◆ **Exercise objective**:
Present everything from the line containing "Target: small wall decor" down to the end of the records as a Markdown table with the columns Row and Text, numbering each line and skipping any blank ones. Leave the pictures out.

◆ **Records shown**:
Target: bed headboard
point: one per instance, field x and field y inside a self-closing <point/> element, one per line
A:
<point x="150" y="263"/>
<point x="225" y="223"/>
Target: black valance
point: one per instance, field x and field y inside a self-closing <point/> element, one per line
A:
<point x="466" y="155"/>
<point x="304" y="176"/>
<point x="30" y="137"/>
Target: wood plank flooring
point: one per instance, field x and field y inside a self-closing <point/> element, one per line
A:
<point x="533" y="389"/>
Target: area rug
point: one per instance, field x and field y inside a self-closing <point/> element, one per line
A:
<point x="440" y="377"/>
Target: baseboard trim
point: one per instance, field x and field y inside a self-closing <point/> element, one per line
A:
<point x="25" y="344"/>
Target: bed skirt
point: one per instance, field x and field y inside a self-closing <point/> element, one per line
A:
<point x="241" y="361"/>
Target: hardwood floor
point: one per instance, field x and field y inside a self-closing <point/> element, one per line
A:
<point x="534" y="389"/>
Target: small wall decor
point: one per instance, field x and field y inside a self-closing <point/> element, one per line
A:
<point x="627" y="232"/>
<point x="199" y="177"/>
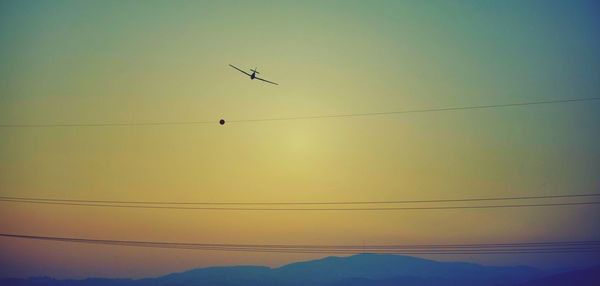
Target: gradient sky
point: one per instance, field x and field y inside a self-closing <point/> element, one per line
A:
<point x="130" y="61"/>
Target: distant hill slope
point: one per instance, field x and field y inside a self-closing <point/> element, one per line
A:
<point x="362" y="269"/>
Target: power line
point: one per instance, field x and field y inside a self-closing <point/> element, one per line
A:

◆ **Solution below**:
| Row | Text |
|---|---|
| 1 | Target: small wall decor |
| 2 | point: one per instance, field x and field y inside a self-closing <point/> element, one per line |
| 3 | A: |
| 4 | <point x="627" y="232"/> |
| 5 | <point x="199" y="177"/> |
| 6 | Target: gradient sky |
| 7 | point: one per instance, field x and field y inside a self-closing <point/> element, one per line |
| 8 | A: |
| 9 | <point x="130" y="61"/> |
| 10 | Target: distant hill slope |
| 11 | point: one per instance, field x and field y inside a self-closing <point/> element, one per line |
| 12 | A: |
| 13 | <point x="362" y="269"/> |
| 14 | Target: power line |
| 15 | point: one per instance, field x and field y inside a self-closing <point/> element, one per line |
| 16 | A: |